MATERIAL FOR THE TASK:
————

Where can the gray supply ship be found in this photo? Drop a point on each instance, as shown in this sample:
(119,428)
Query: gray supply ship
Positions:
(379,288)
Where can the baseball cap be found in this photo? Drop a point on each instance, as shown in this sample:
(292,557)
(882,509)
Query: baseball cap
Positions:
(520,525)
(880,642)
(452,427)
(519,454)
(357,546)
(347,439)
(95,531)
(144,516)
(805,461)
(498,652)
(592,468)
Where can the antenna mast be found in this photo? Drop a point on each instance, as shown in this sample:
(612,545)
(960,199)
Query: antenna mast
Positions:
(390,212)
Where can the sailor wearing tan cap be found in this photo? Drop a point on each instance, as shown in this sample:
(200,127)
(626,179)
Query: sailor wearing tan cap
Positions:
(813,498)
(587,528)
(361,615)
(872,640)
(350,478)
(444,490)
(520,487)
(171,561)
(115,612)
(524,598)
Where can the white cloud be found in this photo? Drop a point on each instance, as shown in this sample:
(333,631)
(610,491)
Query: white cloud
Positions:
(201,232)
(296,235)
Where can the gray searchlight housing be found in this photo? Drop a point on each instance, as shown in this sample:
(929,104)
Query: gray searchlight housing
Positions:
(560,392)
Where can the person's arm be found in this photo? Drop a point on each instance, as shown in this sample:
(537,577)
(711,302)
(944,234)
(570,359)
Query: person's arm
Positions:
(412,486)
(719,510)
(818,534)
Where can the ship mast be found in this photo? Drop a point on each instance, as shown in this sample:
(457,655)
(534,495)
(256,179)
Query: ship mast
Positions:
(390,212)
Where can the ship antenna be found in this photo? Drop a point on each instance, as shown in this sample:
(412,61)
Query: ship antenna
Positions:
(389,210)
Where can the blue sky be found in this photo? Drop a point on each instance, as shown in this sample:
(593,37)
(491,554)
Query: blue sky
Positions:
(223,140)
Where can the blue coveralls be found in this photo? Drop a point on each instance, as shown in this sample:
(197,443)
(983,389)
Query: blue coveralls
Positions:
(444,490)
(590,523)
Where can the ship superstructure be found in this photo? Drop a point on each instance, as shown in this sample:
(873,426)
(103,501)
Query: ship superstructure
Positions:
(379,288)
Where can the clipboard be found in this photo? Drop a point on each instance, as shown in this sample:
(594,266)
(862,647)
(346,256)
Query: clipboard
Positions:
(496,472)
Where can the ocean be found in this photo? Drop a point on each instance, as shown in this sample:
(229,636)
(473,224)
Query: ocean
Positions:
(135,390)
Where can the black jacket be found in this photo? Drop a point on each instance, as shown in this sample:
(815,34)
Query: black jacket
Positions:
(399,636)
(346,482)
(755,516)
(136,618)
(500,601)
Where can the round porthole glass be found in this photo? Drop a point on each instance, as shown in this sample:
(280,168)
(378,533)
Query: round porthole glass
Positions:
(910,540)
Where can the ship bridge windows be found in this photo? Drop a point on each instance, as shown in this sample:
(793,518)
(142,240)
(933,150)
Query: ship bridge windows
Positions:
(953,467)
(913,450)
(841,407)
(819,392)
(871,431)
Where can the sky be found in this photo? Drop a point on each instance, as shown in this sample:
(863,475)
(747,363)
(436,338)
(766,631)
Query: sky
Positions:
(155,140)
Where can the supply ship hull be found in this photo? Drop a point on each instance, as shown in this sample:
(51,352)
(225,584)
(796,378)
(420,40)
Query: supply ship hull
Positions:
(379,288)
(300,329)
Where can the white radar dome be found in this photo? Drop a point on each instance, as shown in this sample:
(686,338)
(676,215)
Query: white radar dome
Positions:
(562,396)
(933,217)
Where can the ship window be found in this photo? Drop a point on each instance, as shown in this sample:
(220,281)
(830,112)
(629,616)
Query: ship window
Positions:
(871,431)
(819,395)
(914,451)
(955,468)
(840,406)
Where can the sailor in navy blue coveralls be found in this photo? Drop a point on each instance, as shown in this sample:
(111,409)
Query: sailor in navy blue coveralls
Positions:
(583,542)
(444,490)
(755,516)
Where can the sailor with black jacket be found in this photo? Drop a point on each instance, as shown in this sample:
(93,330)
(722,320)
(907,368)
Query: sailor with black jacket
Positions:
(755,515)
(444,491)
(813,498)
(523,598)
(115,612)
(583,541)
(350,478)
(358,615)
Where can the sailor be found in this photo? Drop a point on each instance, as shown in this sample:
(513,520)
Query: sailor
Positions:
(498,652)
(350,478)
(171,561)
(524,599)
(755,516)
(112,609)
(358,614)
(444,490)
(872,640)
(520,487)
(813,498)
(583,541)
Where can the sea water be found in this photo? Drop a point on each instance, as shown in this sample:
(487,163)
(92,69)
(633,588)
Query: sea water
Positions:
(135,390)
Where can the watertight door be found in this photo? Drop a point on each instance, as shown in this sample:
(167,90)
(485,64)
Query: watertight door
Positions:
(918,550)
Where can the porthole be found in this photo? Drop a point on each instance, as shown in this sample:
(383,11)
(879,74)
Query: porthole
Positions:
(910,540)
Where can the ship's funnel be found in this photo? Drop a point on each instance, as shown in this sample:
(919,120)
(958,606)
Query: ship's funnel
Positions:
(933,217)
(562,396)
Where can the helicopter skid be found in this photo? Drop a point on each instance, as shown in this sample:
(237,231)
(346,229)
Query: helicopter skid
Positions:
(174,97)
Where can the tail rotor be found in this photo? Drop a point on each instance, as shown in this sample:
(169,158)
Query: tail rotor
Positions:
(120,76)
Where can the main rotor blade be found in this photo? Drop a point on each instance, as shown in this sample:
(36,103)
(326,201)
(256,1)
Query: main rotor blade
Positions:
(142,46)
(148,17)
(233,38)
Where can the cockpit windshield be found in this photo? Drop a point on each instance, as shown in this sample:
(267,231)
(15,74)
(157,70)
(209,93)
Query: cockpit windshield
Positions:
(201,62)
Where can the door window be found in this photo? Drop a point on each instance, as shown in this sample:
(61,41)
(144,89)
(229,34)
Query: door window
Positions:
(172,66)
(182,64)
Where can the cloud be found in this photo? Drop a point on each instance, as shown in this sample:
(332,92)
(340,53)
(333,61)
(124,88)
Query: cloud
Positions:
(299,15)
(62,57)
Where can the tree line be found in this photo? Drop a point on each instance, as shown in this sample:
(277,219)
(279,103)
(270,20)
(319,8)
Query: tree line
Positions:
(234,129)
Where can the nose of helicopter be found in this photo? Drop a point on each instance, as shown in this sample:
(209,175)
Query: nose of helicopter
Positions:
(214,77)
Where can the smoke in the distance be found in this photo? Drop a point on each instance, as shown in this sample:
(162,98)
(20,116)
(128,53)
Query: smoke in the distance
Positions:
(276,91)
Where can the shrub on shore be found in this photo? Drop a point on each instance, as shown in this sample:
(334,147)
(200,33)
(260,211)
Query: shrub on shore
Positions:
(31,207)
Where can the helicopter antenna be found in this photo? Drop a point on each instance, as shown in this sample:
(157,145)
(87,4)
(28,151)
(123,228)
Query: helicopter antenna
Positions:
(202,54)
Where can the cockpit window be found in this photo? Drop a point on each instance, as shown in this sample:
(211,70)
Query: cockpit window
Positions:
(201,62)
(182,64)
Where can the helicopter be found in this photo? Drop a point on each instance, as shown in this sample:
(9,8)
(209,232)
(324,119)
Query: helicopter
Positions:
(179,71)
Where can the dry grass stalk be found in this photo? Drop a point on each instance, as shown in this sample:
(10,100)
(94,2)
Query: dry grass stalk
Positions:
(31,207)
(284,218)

————

WORK ORDER: Copy whichever lines in the listing above contain the word "baseball".

TASK RESPONSE:
Where can the baseball cap be found in this photo? Drop a point on each instance, as shown in this sample:
Query: baseball cap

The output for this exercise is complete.